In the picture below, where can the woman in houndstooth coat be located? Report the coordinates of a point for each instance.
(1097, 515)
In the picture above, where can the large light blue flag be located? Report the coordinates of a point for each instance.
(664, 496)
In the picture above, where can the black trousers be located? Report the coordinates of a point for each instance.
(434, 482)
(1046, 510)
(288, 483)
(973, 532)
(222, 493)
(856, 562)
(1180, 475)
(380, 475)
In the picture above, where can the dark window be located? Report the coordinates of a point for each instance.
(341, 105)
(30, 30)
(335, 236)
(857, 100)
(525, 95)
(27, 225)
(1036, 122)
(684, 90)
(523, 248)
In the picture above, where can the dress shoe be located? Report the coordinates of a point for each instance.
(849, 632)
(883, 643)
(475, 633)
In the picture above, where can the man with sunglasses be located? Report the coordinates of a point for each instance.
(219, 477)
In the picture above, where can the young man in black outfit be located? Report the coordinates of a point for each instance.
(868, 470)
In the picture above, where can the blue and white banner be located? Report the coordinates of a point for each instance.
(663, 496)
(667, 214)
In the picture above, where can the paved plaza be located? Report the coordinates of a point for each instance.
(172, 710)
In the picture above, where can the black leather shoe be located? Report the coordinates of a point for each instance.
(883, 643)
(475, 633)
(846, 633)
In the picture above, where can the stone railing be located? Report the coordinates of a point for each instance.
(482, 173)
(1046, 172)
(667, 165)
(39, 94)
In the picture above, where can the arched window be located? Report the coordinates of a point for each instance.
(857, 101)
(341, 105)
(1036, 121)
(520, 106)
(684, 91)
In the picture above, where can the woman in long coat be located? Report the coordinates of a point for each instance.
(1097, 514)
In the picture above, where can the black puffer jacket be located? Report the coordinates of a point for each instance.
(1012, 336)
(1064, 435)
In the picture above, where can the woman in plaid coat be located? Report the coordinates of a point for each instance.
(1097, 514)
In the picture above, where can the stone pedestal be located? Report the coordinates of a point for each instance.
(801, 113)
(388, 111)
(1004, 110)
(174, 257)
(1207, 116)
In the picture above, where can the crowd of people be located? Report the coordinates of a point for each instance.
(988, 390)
______________________________
§ Task to carry out: Word for word, give back all the lines above.

§ Response:
In the picture below, where can the woman in houndstooth coat be located? Report the coordinates of a point for each instance.
(1097, 515)
In the picture above, where can the large light blue flag be located? Report the coordinates of a point for each instance.
(664, 496)
In the picture above, where can the black trousers be located? Report the coordinates of a point for each instance.
(434, 482)
(1046, 510)
(288, 483)
(973, 532)
(222, 493)
(856, 562)
(1180, 475)
(380, 475)
In the picture above, where can the dark window be located? Report the coordinates of a point for each instance.
(341, 105)
(30, 30)
(335, 236)
(857, 100)
(525, 95)
(27, 225)
(1036, 122)
(684, 90)
(523, 248)
In the picture above, where can the dress shoe be located? Report the coordinates of a point for each instance.
(849, 632)
(883, 643)
(475, 633)
In the picture above, where can the man with sunglasses be located? Report the coordinates of a point for each instance.
(219, 477)
In the picture above, where can the young man in black outfit be located? Report the coordinates of a point for each instance.
(868, 470)
In the picture above, where can the blue and white banner be located? Report the coordinates of a point for each instance.
(663, 496)
(667, 214)
In the picture above, where can the paved plaza be located? Report the coordinates of a point for each instance.
(172, 710)
In the picture above, where can the black leather shoe be located? Report the coordinates of a point for each instance.
(883, 643)
(475, 633)
(846, 633)
In the picture above, where can the stone railing be located? Report the coordinates of a point for each instance.
(482, 173)
(1046, 172)
(667, 165)
(39, 94)
In the picture above, where can the arched window be located? Report the coordinates of a point for each instance.
(857, 101)
(341, 105)
(1036, 121)
(520, 106)
(684, 91)
In the picture above, where can the woman in long coat be located? Report the coordinates of a point for each instance.
(1097, 514)
In the picture above, where can the black puffer jacket be located? Report the coordinates of a point for each instance.
(1012, 336)
(1064, 435)
In the picture above, where can the woman in plaid coat be located? Report the coordinates of a point for each instance.
(1097, 514)
In the picture above, where can the stone pedestal be located? Report the coordinates of a point for each instance.
(801, 113)
(388, 111)
(1004, 110)
(174, 257)
(1207, 116)
In the picture above, where can the crowd of people be located? Report the coordinates of a point for each instance.
(988, 390)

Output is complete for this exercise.